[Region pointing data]

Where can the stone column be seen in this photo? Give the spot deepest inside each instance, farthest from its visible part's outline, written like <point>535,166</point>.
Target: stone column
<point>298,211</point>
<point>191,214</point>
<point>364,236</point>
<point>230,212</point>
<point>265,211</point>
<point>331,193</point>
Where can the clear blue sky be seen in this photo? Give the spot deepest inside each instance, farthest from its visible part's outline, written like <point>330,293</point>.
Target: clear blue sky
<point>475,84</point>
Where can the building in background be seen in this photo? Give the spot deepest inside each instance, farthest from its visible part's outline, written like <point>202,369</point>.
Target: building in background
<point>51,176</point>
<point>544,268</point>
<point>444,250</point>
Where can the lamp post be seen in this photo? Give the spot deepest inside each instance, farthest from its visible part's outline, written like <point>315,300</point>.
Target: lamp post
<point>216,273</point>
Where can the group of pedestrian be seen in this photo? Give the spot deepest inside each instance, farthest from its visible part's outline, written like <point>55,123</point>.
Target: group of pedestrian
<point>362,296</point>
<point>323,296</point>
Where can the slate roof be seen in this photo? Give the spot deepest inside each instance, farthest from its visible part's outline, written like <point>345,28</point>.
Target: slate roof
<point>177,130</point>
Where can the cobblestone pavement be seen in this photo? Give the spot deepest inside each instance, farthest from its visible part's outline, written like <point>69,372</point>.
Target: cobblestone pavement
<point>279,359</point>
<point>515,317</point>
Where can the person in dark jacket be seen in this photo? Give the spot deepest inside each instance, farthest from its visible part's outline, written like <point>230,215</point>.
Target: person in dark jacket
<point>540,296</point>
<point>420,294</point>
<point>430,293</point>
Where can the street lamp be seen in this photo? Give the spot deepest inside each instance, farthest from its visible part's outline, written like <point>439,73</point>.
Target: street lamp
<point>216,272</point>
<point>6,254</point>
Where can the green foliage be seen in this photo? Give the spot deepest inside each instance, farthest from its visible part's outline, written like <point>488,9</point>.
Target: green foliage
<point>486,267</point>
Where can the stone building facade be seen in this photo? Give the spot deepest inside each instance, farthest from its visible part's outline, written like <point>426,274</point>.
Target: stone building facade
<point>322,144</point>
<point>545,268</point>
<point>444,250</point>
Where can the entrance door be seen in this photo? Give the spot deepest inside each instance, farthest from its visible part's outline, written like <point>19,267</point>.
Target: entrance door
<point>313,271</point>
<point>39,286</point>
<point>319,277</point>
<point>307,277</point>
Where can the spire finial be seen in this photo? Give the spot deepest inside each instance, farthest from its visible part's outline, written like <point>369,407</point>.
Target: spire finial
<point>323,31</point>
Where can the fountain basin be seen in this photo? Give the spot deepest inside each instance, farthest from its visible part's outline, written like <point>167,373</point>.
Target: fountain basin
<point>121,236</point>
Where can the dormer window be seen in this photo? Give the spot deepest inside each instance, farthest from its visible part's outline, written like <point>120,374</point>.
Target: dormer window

Problem to work on: Please transcribe all of the records, keeping every line exactly as it is.

Task result:
Where can the stone column be seen in this photo? Give the spot deepest inside each instance, farthest from its visible part's outline, written like <point>535,166</point>.
Target: stone column
<point>298,211</point>
<point>191,214</point>
<point>364,236</point>
<point>230,212</point>
<point>265,211</point>
<point>331,193</point>
Where can the clear blue sky be seen in this photo? Give the spot deepest inside each instance, farthest from its visible part's outline, written like <point>330,293</point>.
Target: clear blue sky
<point>475,84</point>
Where can the building in background be seen in this photo? Give the spot deepest inside each instance, farthest from its visible part's outline, written like <point>202,369</point>.
Target: building in background
<point>51,176</point>
<point>544,268</point>
<point>444,250</point>
Where can the lamp post be seen in this photo? Give the spot deepest inside each instance, farthest from its visible part's outline, written like <point>315,300</point>.
Target: lamp post
<point>216,273</point>
Where can the group of pedestrian be seen in this photo? Give the spot deepest inside each instance, farthest from its visible part's outline, written like <point>55,123</point>.
Target: group of pedestrian
<point>362,296</point>
<point>323,296</point>
Where can the slate roof be seen in this photo? Give the spot deepest inside each instance, farthest from its visible part's outline, written like <point>345,28</point>.
Target: slate roof
<point>177,130</point>
Where can the cobblestone pavement be seen in this photo? Give the spot deepest inside each instance, farthest from its visible part's outline, written like <point>69,372</point>.
Target: cobblestone pavement
<point>279,359</point>
<point>515,317</point>
Where can the person in dark jacket be seen in this photo? Give the spot deepest inside each instance, farthest from its visible part's outline, written like <point>230,215</point>.
Target: person in dark jacket
<point>540,296</point>
<point>420,294</point>
<point>430,293</point>
Where can the street lamp be seen in this photo? Give the spot deepest inside each instance, farthest from its visible part's outline, written like <point>439,73</point>.
Target: street lamp
<point>216,272</point>
<point>6,254</point>
Where can the green foliage be seen in this photo? Give the spot deepest inside each instance, farthest from its visible part's outline, written like <point>488,9</point>.
Target: green foliage
<point>486,267</point>
Where can the stone building facade be seen in this photo? Give the spot deepest inside each instance, farthest from its visible part's outline, written like <point>426,274</point>.
Target: stone building facade
<point>322,144</point>
<point>545,268</point>
<point>444,250</point>
Where can the entrance door be seen in this photo? Give the spot deepest inside each instance, farthest from its visible part's outline, written like <point>19,267</point>.
Target: entrance door
<point>313,271</point>
<point>39,286</point>
<point>319,277</point>
<point>307,277</point>
Where can the spire finial be seen in this photo? Give the spot deepest inside each instance, farthest from its visible part's outline, written like <point>369,407</point>.
Target: spire finial
<point>323,31</point>
Where can the fountain basin be seen in this photo? Give the spot deepest inside each instance, farthest from its visible part's outline, written like <point>167,373</point>.
Target: fountain basin
<point>121,236</point>
Where can the dormer window be seen in this photo? Give the spot deepest inside each instance, farthest from its visible part's outline, written like <point>120,374</point>.
Target: dormer window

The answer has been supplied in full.